start Material for this exercise

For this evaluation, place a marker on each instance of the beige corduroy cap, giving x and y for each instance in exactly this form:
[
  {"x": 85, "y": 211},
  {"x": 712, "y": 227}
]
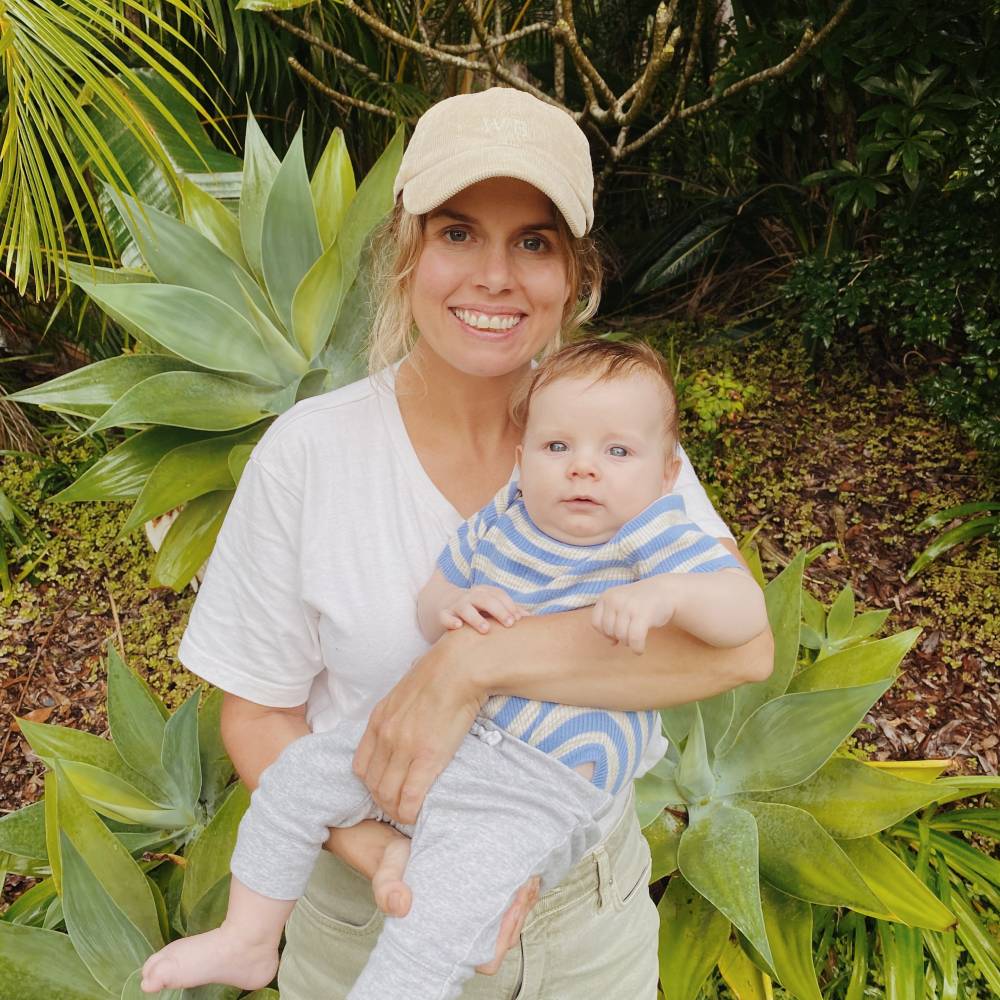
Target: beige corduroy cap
[{"x": 499, "y": 132}]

end Material for this exercise

Goal – Arrange every line of all the entries above as a numbered list, skipping blank lines and leaving out the pictures.

Solution to the exercise –
1. For this evaluation, place a marker on each instance of the beige corduroy cap, giving x and y for each instance in exactly this form:
2. [
3.   {"x": 85, "y": 211},
4.   {"x": 712, "y": 227}
5. ]
6. Target: beige corduroy cap
7. [{"x": 499, "y": 132}]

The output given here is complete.